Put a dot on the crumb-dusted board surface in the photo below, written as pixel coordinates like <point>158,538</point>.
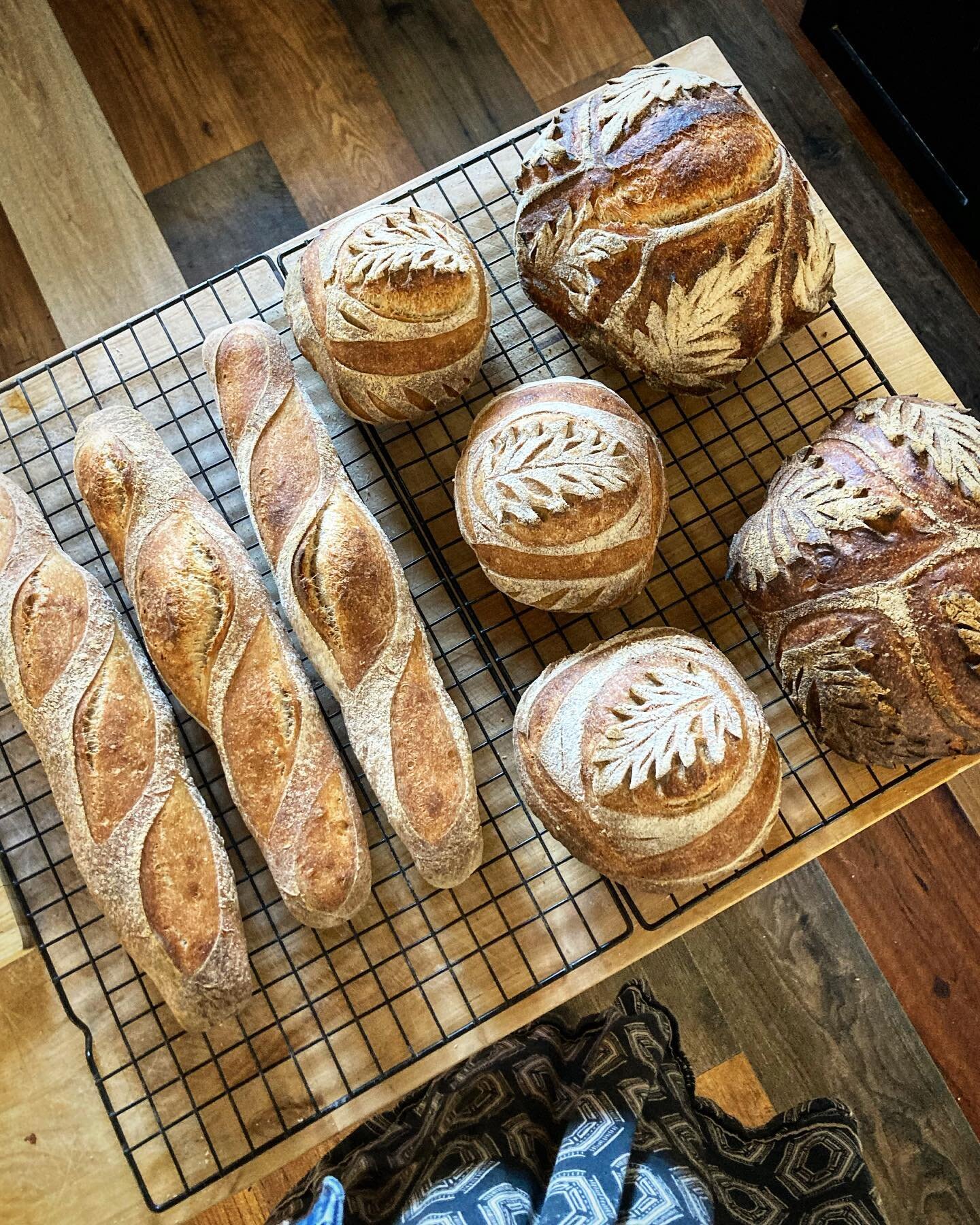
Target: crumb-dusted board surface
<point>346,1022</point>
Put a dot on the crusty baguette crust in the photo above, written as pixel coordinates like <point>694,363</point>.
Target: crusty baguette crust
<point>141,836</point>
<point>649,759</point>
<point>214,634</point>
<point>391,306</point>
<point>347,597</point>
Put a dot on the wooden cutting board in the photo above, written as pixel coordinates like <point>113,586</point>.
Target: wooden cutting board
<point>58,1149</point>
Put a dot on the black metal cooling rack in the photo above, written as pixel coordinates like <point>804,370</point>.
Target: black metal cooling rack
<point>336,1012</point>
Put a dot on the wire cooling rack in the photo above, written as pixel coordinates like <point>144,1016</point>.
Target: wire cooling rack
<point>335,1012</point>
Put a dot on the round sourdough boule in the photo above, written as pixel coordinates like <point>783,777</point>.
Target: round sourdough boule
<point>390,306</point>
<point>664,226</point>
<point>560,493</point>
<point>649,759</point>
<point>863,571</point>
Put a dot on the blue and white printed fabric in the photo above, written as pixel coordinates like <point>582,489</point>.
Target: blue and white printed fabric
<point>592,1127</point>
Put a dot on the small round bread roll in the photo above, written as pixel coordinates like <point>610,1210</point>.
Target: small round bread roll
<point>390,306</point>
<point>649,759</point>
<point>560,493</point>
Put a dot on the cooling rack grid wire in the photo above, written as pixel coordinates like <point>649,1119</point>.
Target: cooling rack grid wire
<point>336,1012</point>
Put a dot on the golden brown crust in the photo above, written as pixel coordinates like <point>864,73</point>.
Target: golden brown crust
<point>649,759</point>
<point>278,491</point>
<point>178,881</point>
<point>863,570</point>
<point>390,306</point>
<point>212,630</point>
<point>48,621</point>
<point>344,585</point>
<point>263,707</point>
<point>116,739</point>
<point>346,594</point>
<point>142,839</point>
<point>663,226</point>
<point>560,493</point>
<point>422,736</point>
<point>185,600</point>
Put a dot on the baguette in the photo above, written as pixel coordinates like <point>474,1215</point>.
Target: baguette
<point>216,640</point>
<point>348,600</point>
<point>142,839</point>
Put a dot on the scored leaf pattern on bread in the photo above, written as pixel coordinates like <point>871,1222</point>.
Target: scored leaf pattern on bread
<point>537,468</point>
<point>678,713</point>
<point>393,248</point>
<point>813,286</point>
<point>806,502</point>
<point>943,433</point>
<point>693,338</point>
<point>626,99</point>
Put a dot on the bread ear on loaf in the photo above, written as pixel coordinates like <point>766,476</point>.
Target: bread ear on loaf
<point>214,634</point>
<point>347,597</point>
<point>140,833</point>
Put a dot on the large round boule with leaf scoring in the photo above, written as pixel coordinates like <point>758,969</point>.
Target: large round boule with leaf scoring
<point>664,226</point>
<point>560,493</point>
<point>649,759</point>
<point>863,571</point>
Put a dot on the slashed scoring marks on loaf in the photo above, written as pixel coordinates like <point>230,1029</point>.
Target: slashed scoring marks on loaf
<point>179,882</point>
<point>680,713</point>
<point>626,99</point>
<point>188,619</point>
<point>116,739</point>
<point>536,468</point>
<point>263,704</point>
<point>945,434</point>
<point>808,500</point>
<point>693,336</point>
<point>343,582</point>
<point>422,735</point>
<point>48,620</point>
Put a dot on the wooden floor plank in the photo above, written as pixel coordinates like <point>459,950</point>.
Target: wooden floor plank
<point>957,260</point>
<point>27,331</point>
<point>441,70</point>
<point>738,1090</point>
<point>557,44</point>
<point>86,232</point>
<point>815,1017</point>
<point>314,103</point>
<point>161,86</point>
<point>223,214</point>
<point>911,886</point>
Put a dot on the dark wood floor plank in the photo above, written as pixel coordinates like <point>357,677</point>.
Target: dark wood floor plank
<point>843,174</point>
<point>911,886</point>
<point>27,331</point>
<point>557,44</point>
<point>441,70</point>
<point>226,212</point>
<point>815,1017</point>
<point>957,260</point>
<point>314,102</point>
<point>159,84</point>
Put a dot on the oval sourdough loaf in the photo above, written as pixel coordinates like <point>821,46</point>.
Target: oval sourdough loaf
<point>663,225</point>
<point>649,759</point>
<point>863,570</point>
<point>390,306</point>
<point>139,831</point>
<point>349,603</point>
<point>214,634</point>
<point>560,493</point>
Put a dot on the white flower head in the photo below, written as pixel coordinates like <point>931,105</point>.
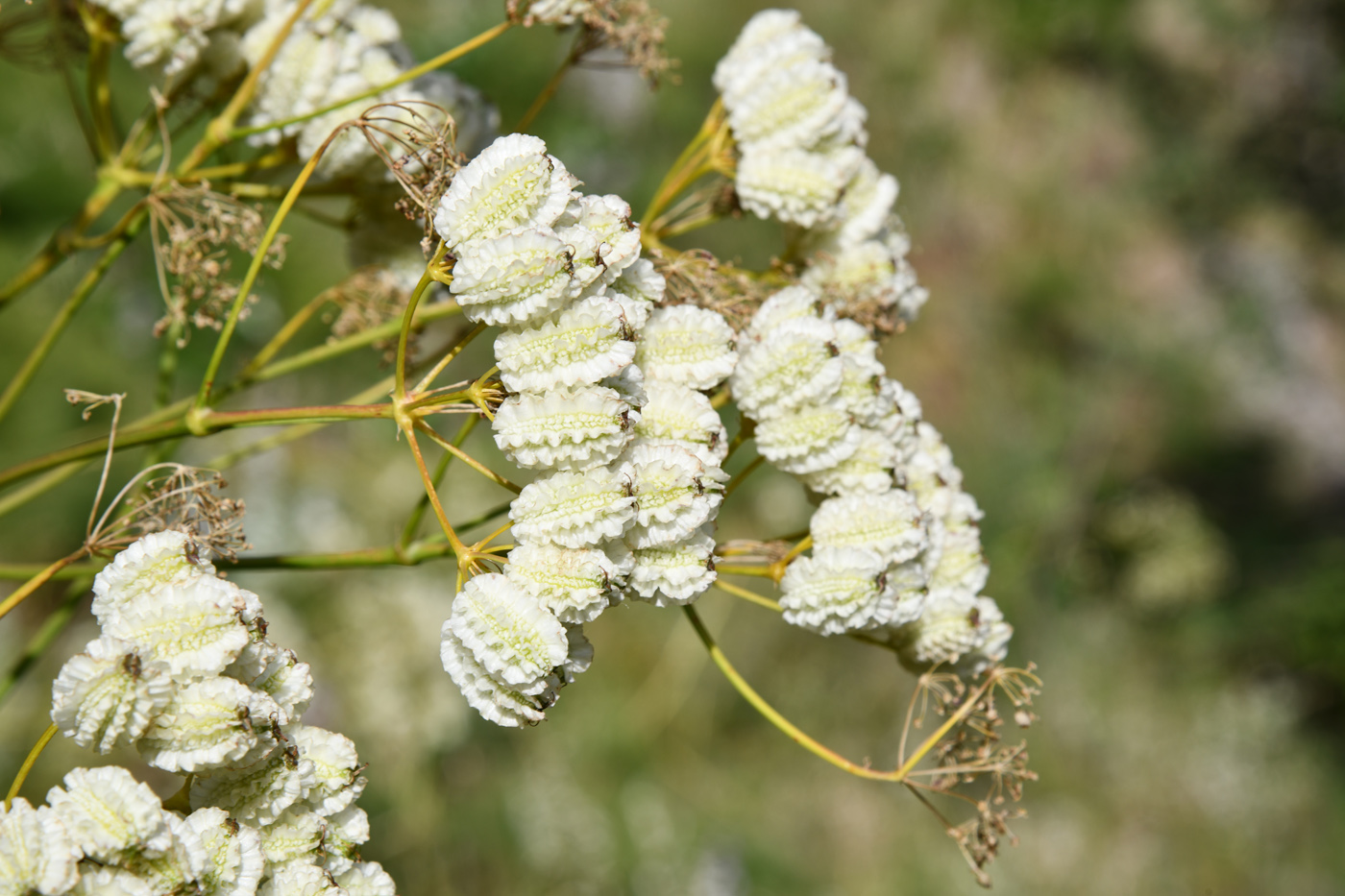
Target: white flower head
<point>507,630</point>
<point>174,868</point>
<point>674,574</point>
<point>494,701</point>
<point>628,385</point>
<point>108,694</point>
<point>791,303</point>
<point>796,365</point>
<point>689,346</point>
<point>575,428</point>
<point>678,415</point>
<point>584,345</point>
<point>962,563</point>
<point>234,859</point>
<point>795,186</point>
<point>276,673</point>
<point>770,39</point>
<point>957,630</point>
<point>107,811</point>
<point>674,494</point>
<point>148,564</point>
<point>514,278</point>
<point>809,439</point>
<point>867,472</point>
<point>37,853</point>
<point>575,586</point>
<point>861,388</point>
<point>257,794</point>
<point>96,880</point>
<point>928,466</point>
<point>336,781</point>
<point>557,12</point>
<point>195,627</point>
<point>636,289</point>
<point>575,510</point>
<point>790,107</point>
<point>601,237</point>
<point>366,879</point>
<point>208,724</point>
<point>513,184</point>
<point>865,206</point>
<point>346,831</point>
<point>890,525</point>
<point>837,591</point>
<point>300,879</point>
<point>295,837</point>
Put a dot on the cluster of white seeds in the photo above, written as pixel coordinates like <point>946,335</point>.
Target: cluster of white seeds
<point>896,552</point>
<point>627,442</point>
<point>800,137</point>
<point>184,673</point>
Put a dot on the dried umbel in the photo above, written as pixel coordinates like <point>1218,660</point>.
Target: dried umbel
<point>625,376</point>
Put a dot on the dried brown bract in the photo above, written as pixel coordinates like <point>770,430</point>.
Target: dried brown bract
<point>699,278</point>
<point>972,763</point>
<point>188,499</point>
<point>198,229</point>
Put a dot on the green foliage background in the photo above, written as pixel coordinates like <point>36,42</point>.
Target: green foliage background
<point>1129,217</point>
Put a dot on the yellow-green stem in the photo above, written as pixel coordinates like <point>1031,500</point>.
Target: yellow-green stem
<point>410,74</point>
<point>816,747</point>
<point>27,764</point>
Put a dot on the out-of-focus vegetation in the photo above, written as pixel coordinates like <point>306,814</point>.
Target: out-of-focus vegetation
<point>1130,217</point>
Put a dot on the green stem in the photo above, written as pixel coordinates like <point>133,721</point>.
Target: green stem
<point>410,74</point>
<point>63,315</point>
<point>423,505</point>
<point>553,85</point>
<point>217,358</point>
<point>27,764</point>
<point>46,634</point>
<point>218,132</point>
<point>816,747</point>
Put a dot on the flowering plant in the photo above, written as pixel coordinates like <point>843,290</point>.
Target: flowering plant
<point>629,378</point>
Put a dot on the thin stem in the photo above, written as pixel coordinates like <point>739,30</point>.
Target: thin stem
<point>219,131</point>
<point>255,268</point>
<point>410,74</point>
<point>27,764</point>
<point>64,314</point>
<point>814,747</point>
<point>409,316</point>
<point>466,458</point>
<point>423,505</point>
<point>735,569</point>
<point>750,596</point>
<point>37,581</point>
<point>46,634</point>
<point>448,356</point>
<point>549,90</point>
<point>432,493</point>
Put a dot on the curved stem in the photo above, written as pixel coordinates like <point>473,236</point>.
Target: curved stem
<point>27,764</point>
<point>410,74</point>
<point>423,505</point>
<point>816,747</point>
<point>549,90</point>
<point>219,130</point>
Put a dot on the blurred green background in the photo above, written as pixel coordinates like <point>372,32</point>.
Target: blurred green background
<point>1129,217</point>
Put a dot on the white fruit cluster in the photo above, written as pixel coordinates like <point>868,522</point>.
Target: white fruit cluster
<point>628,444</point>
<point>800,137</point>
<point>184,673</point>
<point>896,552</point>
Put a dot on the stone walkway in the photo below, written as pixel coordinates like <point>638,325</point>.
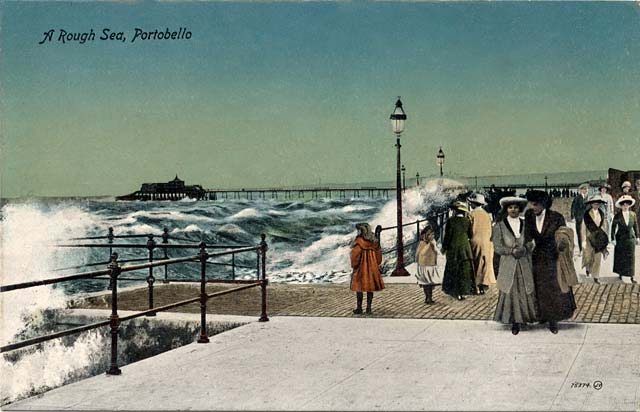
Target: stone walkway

▶ [What you should do] Rewrite the records from the line containing "Put a dot on the wire" through the line containing "<point>335,1012</point>", replacing "wire cooling rack" with "metal cooling rack" and leaving everything else unchanged.

▶ [Reply to the task]
Put a dot on the metal cooling rack in the photo above, written as pixel coordinates like <point>144,1016</point>.
Target: metal cooling rack
<point>335,1012</point>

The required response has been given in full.